Metin parçası –
★ ★ ★ ★ ★
Ertuğrul Günay*
Türkiye, deprem kuşağında bir ülke. Son yüz yılda, ölümle sonuçlanan 50’den fazla deprem yaşandı bu topraklarda. Bunların çoğunda canını yitirenlerin sayısı binlerle ifade ediliyor.
Doğu Anadolu’da, Ege’de ve Kuzey Anadolu’da bilinen fay hatları var. Bu faylardaki hareketler, sadece hat üzerinde değil, çok geniş çevrede hemen bütün yapılaşmaları etkiliyor. Nitekim son Kahramanmaraş Pazarcık ve aynı gün Elbistan merkezli iki büyük depremin (7.7 ve 7.6 şiddetinde) yıkıcı etkisi Adana’ya kadar uzanırken, sarsıntı doğu Karadeniz kıyılarında dahi hissedildi.
Tehlike bu kadar bilinir ve ağır bedeller ödenen vahim sonuçları sürekli yaşanırken, Türkiye, bu doğal tehditlere karşı yeterince önlem almayı bir türlü beceremiyor, başaramıyor.
★ ★ ★ ★ ★
Görev listesi –
- 1) Deprem yazısında "Doğu Anadolu’da, Ege’de" sözlerinden başlayıp "türlü beceremiyor, başaramıyor." sözlerine kadar her şeyi aynen yeniden yaz.
- 2) Deprem yazısını kaldığı yerden sürdür.
Satırların deprem yazısıyla bir ilgisi yoktur.

Sağlanan veriler –
★ ★ ★ ★ ★
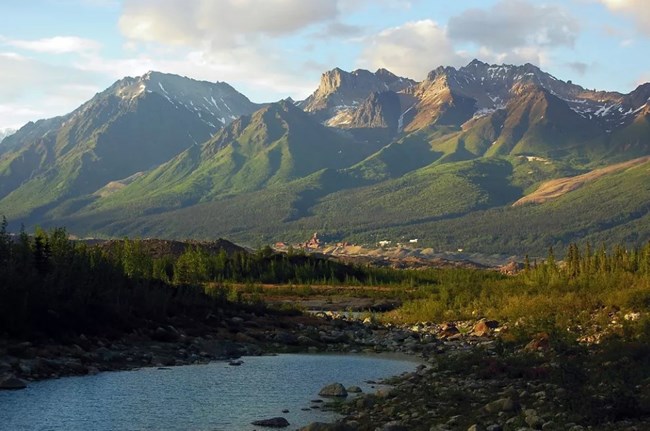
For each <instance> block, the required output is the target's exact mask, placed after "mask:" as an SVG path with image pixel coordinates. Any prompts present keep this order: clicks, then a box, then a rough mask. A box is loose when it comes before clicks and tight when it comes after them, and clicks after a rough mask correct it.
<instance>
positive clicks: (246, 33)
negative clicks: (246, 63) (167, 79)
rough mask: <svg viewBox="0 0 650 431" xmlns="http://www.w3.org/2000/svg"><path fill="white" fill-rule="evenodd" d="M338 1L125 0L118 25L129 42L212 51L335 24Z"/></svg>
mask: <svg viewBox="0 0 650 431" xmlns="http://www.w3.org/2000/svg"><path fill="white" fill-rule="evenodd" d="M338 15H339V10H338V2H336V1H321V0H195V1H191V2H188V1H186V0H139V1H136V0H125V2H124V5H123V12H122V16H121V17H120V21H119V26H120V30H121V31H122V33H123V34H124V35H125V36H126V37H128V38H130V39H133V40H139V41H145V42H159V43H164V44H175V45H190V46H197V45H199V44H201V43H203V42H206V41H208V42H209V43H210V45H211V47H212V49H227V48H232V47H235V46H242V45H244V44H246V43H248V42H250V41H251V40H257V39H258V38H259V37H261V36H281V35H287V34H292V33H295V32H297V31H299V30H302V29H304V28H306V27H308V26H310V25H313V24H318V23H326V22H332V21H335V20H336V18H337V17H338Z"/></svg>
★ ★ ★ ★ ★
Sıralı yanıtlar –
- 1)
Doğu Anadolu’da, Ege’de ve Kuzey Anadolu’da bilinen fay hatları var. Bu faylardaki hareketler, sadece hat üzerinde değil, çok geniş çevrede hemen bütün yapılaşmaları etkiliyor. Nitekim son Kahramanmaraş Pazarcık ve aynı gün Elbistan merkezli iki büyük depremin (7.7 ve 7.6 şiddetinde) yıkıcı etkisi Adana’ya kadar uzanırken, sarsıntı doğu Karadeniz kıyılarında dahi hissedildi.
Tehlike bu kadar bilinir ve ağır bedeller ödenen vahim sonuçları sürekli yaşanırken, Türkiye, bu doğal tehditlere karşı yeterince önlem almayı bir türlü beceremiyor, başaramıyor.

- 2)
Her depremde, önce, yaralarımızı sarmak için milletçe seferber oluyoruz. Eş zamanlı olarak konunun uzmanları medyada, iletişim mecralarında eksiklerimizi, alınması gereken (çoğu da alınmayan) önlemleri uzun uzun anlatıyor. Başta basın mensupları, hepimiz bir süre deprem uzmanı, yer bilimci kesiliyoruz.
Yıkılan yapılarda ağır sorumluluğu görülen birkaç yüklenici (müteahhit) hakkında, -biraz da kamuoyunu sakinleştirmek için- sözde soruşturmalar, davalar açılıyor. Nasıl sonuçlandığını bilmiyoruz; çünkü takip etmiyoruz.
Sonra ateş düştüğü yeri yakmakla kalıyor; külleniyor. Hepimiz, bir sonraki depreme kadar başka konularla uğraşmaya, didişmeye, birbirimizi haksız çıkarmak üzerinde yoğunlaşan siyasi kavgalarımızda boğuşmaya dalıp gidiyoruz.
Ağustos 1999’da Gölcük ve aynı yıl Kasım’da Bolu depremlerinde 20 binden fazla yurttaşımız öldü. Türkiye, yirmi yıldan önce yaşanan bu felaketin acılarını hala anımsıyor. Deprem sırasında ve sonrasında bu sınavdan yüz akıyla çıkan sadece insanlar oldu. Tek tek ve toplu olarak nice insan arama kurtarma çalışmalarından korumaya, barınmaya kadar her konuda özveriyle koştu, yardımcı oldu.
Devlet, yok denecek kadar çaresiz, beceriksiz, örgütsüz durumdaydı.
Yaklaşık çeyrek yüzyıl sonra yaşadığımız bu yeni felakette durum çok farklı değil.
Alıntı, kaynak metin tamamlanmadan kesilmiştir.